**Your task:** Every line from the one containing "Target: autumn tree" to the one containing "Target: grassy clearing" in the records below, both included, must be set down exactly, and no other line.

**Data provided:**

--- START ---

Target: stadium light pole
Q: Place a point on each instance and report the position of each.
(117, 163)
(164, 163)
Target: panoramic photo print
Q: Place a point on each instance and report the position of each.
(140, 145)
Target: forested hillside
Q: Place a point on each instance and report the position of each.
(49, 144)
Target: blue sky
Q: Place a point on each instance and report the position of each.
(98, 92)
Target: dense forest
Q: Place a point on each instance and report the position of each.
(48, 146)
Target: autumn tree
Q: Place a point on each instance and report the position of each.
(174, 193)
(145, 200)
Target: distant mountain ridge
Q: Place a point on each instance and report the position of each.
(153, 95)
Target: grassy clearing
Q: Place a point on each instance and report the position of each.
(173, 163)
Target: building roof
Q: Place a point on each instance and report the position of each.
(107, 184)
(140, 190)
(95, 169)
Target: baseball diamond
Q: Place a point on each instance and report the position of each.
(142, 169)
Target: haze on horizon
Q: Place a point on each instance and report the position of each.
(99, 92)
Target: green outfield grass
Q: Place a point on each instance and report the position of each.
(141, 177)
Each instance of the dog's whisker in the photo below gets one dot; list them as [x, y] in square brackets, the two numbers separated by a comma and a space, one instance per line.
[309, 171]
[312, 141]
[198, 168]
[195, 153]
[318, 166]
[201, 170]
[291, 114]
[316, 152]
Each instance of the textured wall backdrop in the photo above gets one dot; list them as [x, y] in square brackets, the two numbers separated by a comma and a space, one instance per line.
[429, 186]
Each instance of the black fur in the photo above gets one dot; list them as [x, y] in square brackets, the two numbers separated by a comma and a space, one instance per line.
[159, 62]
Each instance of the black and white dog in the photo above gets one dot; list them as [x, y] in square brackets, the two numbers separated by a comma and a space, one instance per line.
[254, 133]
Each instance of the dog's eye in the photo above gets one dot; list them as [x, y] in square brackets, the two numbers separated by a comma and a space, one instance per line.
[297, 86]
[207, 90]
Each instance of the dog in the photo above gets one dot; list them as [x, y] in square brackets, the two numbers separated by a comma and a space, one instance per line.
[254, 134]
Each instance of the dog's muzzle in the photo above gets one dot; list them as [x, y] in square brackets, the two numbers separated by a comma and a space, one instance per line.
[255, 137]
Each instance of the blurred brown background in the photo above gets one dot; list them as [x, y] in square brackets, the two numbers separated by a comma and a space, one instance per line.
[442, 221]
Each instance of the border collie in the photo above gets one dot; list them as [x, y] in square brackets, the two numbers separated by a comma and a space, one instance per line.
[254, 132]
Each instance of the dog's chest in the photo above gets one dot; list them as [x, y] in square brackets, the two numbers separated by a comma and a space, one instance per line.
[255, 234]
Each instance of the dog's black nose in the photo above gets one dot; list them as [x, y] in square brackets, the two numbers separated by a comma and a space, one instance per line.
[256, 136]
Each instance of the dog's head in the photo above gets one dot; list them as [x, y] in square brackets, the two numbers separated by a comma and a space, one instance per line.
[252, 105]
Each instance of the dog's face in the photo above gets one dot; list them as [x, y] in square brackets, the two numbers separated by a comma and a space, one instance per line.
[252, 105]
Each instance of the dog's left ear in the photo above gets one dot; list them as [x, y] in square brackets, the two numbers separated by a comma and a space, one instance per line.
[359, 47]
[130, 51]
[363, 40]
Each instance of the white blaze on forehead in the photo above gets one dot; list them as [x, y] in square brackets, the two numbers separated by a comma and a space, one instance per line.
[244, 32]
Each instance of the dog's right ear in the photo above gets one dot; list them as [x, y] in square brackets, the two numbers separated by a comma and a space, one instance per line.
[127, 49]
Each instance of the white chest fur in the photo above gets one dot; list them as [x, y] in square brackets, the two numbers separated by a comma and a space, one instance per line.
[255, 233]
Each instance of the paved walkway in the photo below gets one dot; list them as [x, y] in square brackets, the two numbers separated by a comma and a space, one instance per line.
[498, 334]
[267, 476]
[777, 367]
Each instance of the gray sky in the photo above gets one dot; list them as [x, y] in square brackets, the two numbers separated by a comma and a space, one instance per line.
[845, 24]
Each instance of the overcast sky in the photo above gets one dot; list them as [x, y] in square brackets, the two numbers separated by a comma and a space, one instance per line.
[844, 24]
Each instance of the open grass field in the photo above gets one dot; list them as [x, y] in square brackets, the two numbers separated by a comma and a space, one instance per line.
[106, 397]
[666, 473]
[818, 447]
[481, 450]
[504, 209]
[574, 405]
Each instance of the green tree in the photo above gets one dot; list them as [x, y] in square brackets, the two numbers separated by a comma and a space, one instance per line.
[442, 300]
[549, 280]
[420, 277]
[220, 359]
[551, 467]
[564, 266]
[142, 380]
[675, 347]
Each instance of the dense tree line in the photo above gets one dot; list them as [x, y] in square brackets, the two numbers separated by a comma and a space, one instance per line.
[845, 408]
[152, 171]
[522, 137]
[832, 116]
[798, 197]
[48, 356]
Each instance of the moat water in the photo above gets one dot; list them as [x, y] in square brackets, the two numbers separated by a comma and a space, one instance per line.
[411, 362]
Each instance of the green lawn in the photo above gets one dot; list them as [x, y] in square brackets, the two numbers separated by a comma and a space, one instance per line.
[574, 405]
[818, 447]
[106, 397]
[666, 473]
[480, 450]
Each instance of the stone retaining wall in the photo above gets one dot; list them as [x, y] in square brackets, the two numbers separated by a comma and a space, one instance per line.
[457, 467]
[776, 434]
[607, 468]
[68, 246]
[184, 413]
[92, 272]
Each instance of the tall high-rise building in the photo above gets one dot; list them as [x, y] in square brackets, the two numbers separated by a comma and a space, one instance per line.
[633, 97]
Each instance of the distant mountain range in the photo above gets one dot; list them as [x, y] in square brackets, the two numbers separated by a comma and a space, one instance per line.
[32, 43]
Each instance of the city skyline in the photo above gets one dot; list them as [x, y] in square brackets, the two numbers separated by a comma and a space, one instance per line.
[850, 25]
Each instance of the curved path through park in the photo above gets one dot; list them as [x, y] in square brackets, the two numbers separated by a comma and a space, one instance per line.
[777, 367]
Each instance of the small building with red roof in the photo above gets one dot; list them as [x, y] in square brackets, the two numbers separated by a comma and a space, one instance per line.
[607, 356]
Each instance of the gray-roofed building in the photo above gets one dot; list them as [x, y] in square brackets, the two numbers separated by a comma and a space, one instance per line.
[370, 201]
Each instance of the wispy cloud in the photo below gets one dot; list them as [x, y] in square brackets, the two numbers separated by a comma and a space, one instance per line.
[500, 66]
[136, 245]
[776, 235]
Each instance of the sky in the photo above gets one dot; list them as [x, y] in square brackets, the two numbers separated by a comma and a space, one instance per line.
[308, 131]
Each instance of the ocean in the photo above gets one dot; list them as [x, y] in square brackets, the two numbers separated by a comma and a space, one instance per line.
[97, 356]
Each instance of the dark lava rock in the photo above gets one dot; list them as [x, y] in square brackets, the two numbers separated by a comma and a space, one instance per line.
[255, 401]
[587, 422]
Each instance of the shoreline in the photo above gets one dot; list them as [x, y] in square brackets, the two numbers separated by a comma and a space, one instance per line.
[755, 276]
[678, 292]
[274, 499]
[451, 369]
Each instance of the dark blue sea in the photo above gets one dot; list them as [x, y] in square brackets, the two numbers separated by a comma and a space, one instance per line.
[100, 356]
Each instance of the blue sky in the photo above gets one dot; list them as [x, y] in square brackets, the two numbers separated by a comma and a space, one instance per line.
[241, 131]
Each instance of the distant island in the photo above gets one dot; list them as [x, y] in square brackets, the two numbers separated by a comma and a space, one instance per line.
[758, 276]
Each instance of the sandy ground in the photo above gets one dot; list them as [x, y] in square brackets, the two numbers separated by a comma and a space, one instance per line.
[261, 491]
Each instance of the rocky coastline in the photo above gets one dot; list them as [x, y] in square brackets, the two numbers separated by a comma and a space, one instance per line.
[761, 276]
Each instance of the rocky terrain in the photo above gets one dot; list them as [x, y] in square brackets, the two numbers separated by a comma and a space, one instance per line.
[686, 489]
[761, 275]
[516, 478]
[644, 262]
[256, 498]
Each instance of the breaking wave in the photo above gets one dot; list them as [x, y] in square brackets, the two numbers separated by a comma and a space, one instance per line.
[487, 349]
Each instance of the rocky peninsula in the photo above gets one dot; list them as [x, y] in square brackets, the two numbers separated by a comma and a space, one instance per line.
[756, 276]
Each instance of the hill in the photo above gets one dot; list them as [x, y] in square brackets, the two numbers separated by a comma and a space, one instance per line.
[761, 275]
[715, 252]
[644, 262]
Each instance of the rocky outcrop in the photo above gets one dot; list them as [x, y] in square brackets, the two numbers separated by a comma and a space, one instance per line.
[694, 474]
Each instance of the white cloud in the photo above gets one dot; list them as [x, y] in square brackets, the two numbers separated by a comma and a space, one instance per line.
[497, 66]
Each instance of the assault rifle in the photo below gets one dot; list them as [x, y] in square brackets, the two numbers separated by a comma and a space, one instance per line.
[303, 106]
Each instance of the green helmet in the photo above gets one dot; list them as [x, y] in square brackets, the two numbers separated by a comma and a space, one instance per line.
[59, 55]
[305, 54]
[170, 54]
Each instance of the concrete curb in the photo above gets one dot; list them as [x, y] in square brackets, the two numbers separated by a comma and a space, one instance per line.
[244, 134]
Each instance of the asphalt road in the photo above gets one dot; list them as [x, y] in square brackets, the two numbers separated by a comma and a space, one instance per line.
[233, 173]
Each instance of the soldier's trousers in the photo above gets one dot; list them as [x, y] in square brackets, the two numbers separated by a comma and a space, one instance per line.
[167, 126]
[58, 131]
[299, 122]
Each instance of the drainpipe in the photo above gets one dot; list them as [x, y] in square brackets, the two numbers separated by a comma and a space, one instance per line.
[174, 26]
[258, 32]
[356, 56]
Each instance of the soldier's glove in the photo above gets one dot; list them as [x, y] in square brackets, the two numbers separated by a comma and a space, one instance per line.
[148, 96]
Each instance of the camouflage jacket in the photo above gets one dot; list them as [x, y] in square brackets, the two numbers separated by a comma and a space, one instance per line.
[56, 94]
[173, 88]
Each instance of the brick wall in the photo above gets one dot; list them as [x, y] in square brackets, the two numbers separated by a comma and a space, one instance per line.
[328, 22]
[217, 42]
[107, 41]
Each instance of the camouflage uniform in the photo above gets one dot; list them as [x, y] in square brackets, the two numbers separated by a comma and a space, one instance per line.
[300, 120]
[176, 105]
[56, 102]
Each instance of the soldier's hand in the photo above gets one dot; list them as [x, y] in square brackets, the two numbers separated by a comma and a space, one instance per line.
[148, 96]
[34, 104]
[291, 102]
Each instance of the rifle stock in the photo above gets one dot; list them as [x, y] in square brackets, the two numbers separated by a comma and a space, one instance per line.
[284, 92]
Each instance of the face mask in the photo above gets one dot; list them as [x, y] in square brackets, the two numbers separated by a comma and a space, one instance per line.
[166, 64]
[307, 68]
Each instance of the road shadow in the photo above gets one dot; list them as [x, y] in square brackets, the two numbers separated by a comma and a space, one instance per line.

--- END ---

**Answer space:**
Target: autumn tree
Q: Place a point on each instance and report the position of each.
(174, 193)
(145, 200)
Target: distant mountain ridge
Q: Place a point on each instance and report the position of each.
(153, 95)
Target: grassy clearing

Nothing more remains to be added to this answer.